Critical Accounting Policies and Estimates
The discussion and analysis of our financial condition and results of operations
are based on our condensed consolidated financial statements, which have been
prepared in accordance with accounting principles generally accepted in the
United States of America. The preparation of these financial statements requires
management to make certain estimates and assumptions that affect the amounts
reported therein and accompanying notes. On an ongoing basis, we evaluate these
estimates and assumptions, including those related to recognition of revenue for
costs and estimated earnings in excess of billings, the fair value of reporting
units for goodwill impairment analysis, the assessment of impairment of
intangibles and other long-lived assets, income taxes, accrued insurance claims,
asset lives used in computing depreciation and amortization, allowance for
doubtful accounts, stock-based compensation expense for performance-based stock
awards, and accruals for contingencies, including legal matters. These estimates
and assumptions require the use of judgment as to the likelihood of various
future outcomes and, as a result, actual results could differ materially from
these estimates. There have been no changes to our critical accounting policies
and estimates in the three months ended October 27, 2012. See Item 7,
Management's Discussion and Analysis of Financial Condition and Results of
Operations, included in our Annual Report on Form 10-K for the year ended
July 28, 2012 for further information regarding our critical accounting policies
and estimates.

→ **THE INPUT**:
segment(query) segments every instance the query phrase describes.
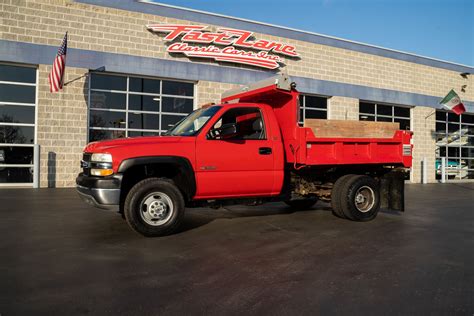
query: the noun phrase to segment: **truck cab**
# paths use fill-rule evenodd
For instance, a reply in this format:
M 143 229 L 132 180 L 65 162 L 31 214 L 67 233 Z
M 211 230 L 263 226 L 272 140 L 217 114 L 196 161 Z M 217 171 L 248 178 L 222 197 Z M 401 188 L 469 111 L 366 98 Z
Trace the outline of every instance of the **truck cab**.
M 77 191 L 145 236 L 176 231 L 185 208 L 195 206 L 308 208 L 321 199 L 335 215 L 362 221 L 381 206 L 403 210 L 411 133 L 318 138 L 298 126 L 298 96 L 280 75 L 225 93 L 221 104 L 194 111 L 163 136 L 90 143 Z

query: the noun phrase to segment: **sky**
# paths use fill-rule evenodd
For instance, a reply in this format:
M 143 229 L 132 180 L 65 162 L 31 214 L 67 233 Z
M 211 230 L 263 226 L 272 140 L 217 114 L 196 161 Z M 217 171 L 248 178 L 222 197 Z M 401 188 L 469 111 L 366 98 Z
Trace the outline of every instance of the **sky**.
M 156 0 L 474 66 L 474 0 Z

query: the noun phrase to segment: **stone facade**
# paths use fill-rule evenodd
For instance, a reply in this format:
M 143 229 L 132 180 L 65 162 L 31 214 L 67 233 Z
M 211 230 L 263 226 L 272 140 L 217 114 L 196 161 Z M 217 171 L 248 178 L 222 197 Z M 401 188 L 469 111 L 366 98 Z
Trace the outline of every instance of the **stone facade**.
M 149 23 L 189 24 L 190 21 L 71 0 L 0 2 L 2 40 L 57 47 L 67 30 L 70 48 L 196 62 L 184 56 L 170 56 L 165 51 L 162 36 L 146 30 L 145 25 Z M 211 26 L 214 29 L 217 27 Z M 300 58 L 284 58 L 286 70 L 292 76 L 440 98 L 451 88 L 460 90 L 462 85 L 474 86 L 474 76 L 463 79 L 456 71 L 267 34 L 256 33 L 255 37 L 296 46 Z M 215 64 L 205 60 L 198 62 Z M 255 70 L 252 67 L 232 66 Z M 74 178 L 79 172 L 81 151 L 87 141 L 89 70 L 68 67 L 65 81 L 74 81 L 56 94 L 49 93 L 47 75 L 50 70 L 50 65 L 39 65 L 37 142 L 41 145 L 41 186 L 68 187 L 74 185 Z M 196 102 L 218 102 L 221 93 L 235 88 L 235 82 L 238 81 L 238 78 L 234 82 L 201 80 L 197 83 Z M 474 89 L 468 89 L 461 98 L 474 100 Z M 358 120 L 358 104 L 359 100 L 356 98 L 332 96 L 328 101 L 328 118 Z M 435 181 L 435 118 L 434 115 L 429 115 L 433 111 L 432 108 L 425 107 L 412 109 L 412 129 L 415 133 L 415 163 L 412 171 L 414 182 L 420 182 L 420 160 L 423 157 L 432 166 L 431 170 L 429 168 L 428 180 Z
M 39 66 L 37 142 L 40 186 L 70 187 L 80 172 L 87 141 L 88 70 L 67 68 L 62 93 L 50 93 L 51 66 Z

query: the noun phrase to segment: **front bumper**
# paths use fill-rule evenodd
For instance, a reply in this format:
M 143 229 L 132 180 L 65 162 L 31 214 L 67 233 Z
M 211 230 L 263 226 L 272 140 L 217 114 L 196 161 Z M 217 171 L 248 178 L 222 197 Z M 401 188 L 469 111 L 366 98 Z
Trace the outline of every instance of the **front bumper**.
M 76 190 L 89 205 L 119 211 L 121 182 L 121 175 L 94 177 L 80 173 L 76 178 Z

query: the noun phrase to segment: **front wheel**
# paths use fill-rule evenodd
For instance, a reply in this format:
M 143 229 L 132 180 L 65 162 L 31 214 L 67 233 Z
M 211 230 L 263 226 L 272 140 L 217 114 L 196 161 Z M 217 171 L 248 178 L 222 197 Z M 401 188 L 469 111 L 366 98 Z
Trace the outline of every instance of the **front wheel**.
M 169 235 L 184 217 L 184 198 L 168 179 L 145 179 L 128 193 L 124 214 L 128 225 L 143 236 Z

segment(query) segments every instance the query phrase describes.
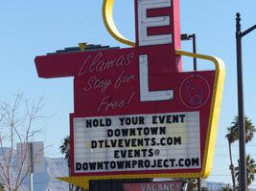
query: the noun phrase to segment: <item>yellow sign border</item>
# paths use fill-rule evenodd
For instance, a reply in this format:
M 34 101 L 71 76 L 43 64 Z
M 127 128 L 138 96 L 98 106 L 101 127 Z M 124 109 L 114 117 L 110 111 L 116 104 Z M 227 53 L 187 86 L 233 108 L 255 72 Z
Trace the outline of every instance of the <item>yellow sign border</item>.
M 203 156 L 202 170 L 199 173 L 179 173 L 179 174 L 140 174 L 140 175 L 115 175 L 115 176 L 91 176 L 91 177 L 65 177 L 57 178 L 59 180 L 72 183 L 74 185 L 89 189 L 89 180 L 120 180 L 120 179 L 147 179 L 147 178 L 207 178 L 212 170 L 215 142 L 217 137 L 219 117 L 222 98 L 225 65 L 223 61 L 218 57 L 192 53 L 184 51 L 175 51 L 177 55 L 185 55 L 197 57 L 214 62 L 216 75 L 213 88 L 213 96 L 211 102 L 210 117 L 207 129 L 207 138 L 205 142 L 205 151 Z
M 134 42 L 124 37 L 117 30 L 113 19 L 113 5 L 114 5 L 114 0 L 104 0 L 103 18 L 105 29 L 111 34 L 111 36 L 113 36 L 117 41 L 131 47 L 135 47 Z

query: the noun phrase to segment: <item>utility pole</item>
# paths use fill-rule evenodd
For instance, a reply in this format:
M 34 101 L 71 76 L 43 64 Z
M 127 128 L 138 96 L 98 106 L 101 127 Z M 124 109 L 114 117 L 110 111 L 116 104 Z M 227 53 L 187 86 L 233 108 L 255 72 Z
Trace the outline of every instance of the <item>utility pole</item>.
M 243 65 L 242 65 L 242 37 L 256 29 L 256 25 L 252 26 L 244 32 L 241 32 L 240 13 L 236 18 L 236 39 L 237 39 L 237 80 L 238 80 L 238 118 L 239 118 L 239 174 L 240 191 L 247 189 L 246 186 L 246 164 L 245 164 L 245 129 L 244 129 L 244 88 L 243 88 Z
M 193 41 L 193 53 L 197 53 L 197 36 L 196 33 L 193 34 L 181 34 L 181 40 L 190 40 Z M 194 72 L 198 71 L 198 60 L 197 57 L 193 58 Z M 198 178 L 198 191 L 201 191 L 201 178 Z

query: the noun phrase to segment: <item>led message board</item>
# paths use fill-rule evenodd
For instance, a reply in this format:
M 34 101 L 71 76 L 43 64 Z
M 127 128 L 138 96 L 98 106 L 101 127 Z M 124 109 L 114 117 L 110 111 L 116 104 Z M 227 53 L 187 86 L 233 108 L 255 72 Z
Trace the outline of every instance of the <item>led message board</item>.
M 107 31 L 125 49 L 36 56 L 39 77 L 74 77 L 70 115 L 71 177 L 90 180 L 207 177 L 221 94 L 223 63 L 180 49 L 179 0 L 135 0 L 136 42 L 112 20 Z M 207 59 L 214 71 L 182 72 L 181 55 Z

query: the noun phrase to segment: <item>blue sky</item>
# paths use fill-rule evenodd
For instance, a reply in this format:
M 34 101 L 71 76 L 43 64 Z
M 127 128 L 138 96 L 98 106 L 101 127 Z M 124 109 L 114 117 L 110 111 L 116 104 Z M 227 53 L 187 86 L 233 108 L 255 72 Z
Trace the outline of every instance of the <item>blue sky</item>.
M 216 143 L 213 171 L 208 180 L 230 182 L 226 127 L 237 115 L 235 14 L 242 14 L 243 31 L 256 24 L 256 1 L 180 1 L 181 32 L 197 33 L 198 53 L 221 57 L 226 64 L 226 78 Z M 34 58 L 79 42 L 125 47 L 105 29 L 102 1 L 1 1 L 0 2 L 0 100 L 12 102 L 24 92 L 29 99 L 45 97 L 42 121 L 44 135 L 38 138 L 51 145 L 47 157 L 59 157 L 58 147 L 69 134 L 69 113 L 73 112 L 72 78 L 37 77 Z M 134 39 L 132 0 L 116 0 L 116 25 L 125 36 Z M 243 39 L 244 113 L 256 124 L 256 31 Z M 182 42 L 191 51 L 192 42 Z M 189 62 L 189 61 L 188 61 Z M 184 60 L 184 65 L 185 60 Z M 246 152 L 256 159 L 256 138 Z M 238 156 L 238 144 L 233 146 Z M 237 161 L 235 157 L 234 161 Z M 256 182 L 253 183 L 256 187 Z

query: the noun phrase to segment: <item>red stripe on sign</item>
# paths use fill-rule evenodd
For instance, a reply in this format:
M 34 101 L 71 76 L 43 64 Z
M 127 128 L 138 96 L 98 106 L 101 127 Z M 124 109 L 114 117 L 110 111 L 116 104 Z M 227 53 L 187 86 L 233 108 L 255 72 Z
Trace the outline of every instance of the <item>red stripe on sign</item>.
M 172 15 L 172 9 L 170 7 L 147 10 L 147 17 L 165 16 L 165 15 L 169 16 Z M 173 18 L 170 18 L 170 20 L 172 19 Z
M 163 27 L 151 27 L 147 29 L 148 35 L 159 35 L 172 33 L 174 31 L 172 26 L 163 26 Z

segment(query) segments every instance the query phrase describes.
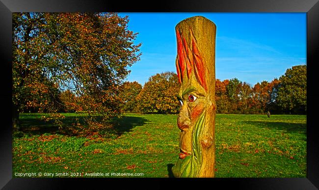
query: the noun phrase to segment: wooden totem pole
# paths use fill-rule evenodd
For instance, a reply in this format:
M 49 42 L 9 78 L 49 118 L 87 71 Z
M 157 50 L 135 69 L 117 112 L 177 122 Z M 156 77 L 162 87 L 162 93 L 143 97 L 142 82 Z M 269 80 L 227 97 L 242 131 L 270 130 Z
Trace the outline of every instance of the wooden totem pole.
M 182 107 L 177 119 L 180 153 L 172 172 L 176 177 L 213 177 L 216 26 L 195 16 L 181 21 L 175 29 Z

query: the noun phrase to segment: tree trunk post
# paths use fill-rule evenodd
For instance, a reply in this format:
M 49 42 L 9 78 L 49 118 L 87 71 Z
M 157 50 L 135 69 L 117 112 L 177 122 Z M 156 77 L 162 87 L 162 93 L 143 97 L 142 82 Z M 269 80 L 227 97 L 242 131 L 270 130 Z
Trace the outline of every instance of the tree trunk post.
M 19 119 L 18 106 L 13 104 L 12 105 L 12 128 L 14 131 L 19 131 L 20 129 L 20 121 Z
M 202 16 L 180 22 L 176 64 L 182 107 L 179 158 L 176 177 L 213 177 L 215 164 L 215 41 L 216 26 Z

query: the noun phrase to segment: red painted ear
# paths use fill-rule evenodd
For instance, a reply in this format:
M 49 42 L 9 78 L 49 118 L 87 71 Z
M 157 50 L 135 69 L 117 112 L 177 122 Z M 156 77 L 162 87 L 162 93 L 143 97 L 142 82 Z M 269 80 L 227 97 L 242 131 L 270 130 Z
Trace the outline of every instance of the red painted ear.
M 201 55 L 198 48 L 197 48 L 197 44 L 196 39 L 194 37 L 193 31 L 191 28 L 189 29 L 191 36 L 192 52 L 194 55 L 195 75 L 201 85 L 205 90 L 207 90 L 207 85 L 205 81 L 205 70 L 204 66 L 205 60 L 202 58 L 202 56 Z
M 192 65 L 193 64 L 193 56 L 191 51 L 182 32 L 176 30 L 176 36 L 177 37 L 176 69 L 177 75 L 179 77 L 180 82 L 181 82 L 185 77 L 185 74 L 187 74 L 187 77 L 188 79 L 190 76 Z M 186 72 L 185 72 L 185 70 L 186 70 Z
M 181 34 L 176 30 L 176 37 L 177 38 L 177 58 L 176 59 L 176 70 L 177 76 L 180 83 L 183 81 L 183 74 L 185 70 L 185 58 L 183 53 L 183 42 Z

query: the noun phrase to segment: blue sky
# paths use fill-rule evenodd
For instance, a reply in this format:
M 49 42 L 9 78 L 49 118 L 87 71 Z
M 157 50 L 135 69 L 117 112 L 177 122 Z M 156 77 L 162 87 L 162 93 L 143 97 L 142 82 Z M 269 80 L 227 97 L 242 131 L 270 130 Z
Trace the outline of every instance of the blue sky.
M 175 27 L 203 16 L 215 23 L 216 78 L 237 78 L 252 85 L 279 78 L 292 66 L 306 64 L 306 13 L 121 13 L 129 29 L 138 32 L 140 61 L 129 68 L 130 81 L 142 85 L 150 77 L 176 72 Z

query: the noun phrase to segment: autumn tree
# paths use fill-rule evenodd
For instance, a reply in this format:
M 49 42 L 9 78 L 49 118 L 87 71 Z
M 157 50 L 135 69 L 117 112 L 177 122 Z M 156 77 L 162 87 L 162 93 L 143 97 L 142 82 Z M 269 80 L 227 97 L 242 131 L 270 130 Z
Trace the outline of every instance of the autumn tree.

→ **DIRECTIONS**:
**A)** In the accounting policies text, for what period have there been no changes to the critical accounting policies and estimates?
**B)** Return each line of the records that contains the word "autumn".
The accounting policies text and the records come from separate, unrelated sources.

→ **ANSWER LIST**:
**A)** The three months ended October 27, 2012.

**B)**
query: the noun phrase to segment: autumn tree
Trace the outline of every instance of the autumn tree.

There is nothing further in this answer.